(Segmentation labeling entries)
>>>>

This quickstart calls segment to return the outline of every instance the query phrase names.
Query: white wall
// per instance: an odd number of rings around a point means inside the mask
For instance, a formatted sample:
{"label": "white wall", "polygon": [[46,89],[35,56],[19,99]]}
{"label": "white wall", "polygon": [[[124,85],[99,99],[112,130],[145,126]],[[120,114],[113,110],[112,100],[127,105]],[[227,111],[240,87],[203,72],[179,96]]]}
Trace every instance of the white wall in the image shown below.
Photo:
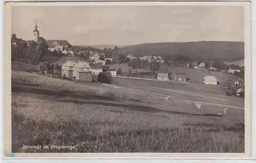
{"label": "white wall", "polygon": [[168,80],[168,77],[157,77],[157,79],[158,80]]}

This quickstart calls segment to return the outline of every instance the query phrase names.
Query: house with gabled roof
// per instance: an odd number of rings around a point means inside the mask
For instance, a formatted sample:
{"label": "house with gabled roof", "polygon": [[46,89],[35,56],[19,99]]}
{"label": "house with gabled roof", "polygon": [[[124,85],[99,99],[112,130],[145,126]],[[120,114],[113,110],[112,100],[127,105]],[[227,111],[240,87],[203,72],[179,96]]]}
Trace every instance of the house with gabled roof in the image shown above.
{"label": "house with gabled roof", "polygon": [[89,58],[91,60],[99,60],[99,56],[97,52],[92,52],[90,54]]}
{"label": "house with gabled roof", "polygon": [[168,73],[158,73],[157,79],[160,80],[168,80]]}
{"label": "house with gabled roof", "polygon": [[78,61],[75,66],[74,74],[75,80],[92,82],[92,67],[86,62]]}
{"label": "house with gabled roof", "polygon": [[110,68],[106,69],[106,72],[109,72],[111,74],[111,76],[116,77],[116,73],[117,72],[117,69]]}
{"label": "house with gabled roof", "polygon": [[93,75],[98,75],[100,72],[102,72],[102,63],[94,63],[92,64],[92,74]]}
{"label": "house with gabled roof", "polygon": [[214,75],[207,75],[204,77],[204,83],[209,85],[217,85],[217,79]]}

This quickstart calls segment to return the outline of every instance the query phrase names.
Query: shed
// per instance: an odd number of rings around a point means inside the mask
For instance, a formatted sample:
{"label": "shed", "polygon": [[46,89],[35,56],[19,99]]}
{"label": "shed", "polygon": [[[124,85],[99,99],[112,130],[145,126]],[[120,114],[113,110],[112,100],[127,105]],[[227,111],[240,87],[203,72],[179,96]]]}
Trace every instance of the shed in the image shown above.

<<<<

§ Aim: Extract each line of the preceding records that contains the word "above".

§ Expected output:
Trace every instance of the house with gabled roof in the image shown above.
Trace every instance of the shed in the image shown above.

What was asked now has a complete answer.